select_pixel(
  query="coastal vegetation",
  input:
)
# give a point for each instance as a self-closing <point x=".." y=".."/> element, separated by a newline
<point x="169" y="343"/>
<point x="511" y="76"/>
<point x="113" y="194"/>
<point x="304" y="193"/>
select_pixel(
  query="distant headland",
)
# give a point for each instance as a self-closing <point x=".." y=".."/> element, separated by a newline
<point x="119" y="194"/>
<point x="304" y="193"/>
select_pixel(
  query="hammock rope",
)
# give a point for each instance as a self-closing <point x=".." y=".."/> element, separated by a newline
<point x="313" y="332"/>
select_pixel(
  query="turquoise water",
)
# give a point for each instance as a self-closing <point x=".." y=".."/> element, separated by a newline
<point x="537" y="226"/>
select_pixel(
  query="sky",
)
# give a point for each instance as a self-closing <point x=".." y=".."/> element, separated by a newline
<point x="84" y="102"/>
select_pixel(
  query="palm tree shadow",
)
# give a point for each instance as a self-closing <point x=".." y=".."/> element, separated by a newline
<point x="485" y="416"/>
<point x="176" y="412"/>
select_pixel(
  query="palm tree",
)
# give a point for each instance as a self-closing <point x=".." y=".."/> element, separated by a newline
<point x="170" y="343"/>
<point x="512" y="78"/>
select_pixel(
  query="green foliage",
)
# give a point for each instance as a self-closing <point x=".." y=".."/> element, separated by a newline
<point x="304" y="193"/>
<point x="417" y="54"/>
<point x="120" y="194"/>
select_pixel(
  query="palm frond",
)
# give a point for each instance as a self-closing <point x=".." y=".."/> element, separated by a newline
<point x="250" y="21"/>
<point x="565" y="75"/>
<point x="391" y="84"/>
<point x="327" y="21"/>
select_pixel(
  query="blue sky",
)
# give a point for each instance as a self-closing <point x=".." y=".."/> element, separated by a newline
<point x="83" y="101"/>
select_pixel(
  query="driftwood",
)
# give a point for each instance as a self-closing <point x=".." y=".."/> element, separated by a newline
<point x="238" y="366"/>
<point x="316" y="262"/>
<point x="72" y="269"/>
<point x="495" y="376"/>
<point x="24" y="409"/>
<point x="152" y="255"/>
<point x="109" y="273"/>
★ ★ ★ ★
Repeat each of the records exactly as written.

> [Answer for this exercise]
select_pixel(
  query="coastal vegetation",
  input:
)
# give a point for each instance as a self-closing <point x=".." y=".."/> element, separated by a newline
<point x="169" y="343"/>
<point x="511" y="76"/>
<point x="113" y="194"/>
<point x="304" y="193"/>
select_pixel(
  query="distant headland",
)
# give a point for each instance as a self-closing <point x=".." y=".."/> element, separated by a newline
<point x="119" y="194"/>
<point x="304" y="193"/>
select_pixel(
  query="hammock rope",
)
# give a point for each instance as a self-closing <point x=".." y=".."/> element, separated by a newline
<point x="313" y="332"/>
select_pixel(
  query="turquoise water",
)
# give a point for each instance as a self-closing <point x=".." y=".."/> element, separated by a newline
<point x="537" y="226"/>
select_pixel(
  query="sky",
)
# give a point for each instance as a self-closing <point x=".." y=".."/> element, separated by a newline
<point x="84" y="102"/>
select_pixel(
  query="palm tree shadow",
)
# give a point for each instance as a self-closing <point x=".." y=".."/> element, separated by a newline
<point x="485" y="416"/>
<point x="176" y="412"/>
select_pixel(
  query="palm tree",
)
# give a point for each instance as a self-closing <point x=".." y=".."/> element, separated by a newline
<point x="170" y="343"/>
<point x="512" y="78"/>
select_pixel(
  query="green foliage",
)
# give a point for each instance as a self-closing <point x=".." y=".."/> element, separated by a newline
<point x="304" y="193"/>
<point x="417" y="54"/>
<point x="120" y="194"/>
select_pixel(
  query="palm frond",
)
# give a point for each instance as a self-closing <point x=".." y=".."/> element, separated by a newline
<point x="250" y="21"/>
<point x="565" y="75"/>
<point x="391" y="84"/>
<point x="327" y="21"/>
select_pixel(
  query="blue sky",
)
# give a point for each instance as a self-closing <point x=".." y=".."/> element, separated by a newline
<point x="83" y="101"/>
select_pixel(
  query="driftwood",
)
# give a point for each instance as a self-closing <point x=".." y=".."/> element, separated by a newline
<point x="238" y="366"/>
<point x="316" y="262"/>
<point x="72" y="269"/>
<point x="495" y="376"/>
<point x="24" y="409"/>
<point x="152" y="255"/>
<point x="109" y="273"/>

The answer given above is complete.